## begin Extracted material
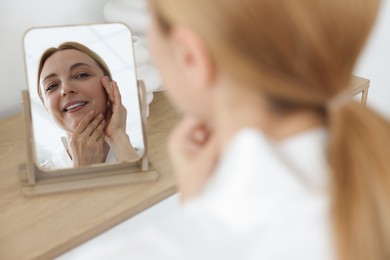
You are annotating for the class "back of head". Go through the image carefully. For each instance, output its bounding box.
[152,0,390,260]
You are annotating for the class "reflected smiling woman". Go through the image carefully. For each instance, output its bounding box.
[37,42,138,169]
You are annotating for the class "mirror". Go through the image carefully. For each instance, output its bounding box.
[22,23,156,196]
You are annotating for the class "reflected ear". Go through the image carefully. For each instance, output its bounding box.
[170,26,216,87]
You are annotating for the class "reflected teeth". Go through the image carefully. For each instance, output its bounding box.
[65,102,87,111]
## end Extracted material
## begin Extracted material
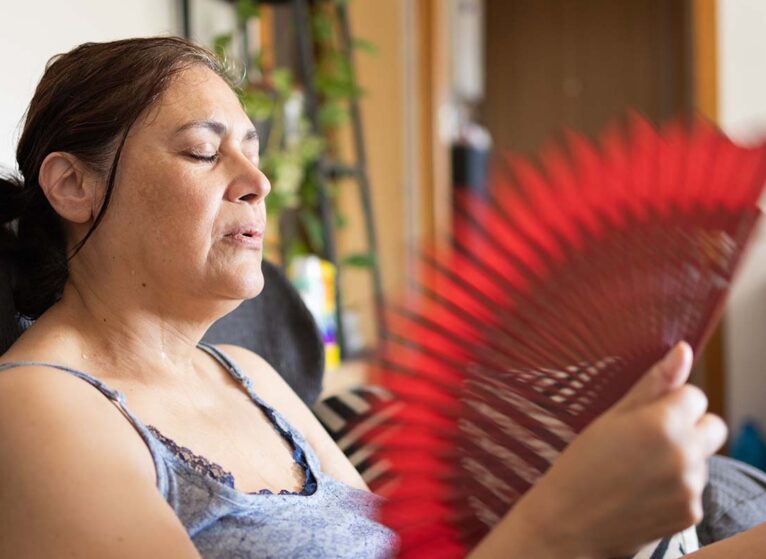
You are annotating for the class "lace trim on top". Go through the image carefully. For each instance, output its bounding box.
## end Extracted material
» Exercise instructions
How many lines in the rows above contain the string "reflected"? Reply with the number alone.

» Written response
3